▶ Goal: Every line of the data must be copied exactly.

[Pointing dataset records]
** begin **

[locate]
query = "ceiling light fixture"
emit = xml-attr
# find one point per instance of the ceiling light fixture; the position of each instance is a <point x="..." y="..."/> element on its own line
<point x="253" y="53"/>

** end **

▶ Correct result:
[locate]
query = "ceiling light fixture"
emit = xml-attr
# find one point per instance of the ceiling light fixture; the position of each instance is a <point x="..." y="..."/> element on its own line
<point x="253" y="53"/>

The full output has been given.